+++ Extracted records +++
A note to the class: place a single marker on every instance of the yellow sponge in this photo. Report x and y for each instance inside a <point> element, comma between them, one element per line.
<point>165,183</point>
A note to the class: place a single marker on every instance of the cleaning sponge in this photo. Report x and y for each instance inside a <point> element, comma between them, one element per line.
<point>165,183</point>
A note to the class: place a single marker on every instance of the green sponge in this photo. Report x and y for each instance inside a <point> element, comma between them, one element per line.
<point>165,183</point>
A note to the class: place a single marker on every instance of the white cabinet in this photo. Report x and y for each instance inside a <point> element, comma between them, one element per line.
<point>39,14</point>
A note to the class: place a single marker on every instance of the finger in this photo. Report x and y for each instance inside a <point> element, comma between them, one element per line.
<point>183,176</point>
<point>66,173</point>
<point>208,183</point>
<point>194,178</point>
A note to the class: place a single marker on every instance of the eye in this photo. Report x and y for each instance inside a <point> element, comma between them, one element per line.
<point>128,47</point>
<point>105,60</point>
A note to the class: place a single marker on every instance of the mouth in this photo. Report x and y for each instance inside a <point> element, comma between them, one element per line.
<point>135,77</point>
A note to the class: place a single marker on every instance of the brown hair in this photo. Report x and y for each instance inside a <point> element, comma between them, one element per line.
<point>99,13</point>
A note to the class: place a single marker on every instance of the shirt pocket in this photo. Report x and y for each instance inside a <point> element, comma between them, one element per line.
+++
+++ Extracted records +++
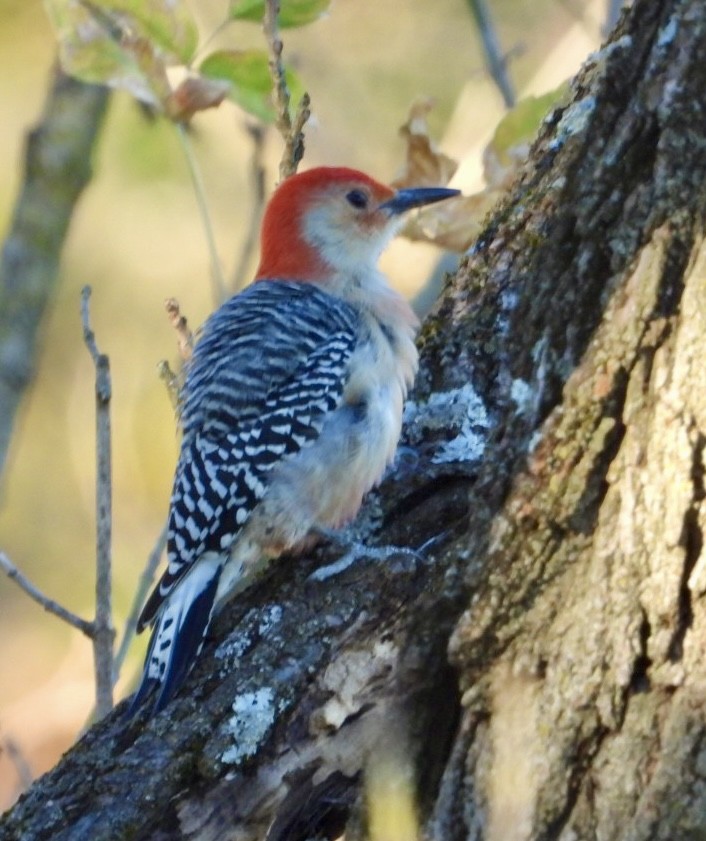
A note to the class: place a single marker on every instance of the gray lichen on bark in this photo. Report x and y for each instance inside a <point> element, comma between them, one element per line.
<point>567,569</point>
+++
+++ Extracted records +++
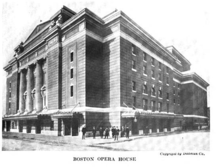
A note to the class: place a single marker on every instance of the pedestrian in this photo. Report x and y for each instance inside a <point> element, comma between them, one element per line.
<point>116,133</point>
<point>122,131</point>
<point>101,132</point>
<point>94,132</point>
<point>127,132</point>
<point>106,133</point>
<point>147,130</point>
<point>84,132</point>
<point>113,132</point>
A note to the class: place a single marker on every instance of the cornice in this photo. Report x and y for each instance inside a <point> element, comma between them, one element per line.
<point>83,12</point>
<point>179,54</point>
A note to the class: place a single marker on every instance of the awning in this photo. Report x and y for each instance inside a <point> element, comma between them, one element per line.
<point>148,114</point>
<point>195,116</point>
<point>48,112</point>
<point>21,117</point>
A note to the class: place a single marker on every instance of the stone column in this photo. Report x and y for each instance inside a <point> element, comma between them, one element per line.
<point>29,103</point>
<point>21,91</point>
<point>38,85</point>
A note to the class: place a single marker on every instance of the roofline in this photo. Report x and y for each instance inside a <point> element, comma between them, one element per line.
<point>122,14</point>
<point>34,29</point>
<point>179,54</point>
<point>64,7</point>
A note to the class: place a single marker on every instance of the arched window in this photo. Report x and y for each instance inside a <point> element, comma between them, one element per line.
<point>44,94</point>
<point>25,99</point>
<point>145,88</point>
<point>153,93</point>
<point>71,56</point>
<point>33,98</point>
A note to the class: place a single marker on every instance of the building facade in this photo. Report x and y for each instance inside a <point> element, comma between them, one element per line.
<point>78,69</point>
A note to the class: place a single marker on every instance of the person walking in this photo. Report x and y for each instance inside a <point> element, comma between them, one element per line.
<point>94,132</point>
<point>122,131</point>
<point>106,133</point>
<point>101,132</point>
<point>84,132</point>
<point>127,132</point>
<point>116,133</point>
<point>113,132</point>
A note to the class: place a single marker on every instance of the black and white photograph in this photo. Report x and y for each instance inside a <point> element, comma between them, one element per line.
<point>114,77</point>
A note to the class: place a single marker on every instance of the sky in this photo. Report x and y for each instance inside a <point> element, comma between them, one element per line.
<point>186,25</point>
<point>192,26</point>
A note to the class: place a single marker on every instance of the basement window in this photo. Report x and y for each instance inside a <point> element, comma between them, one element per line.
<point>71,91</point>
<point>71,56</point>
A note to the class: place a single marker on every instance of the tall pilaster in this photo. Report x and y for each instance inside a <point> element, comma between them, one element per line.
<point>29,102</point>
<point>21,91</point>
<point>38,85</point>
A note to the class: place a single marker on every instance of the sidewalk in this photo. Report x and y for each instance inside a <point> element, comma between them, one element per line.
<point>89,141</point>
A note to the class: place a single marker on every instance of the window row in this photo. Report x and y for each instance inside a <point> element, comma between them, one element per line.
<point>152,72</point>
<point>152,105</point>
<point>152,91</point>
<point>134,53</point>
+++
**What you will do:** Look above for the line with "of the mouth"; retype exactly that line, every line after it up to the line with "of the shirt", and that line too, nothing else.

**Answer to this exercise:**
A note to the class: place a single marker on every instance of the mouth in this photo. Report x and y for each instance inside a <point> element, comma between them, one element per line.
<point>135,77</point>
A note to the class: place a single marker on every instance of the brown hair in this photo. Report x and y for each instance inside a <point> element, comma between them, one element per line.
<point>99,13</point>
A note to the class: place a single marker on every instance of the shirt pocket in this photo. Report x and y for each instance inside a <point> element, comma between them, one element per line.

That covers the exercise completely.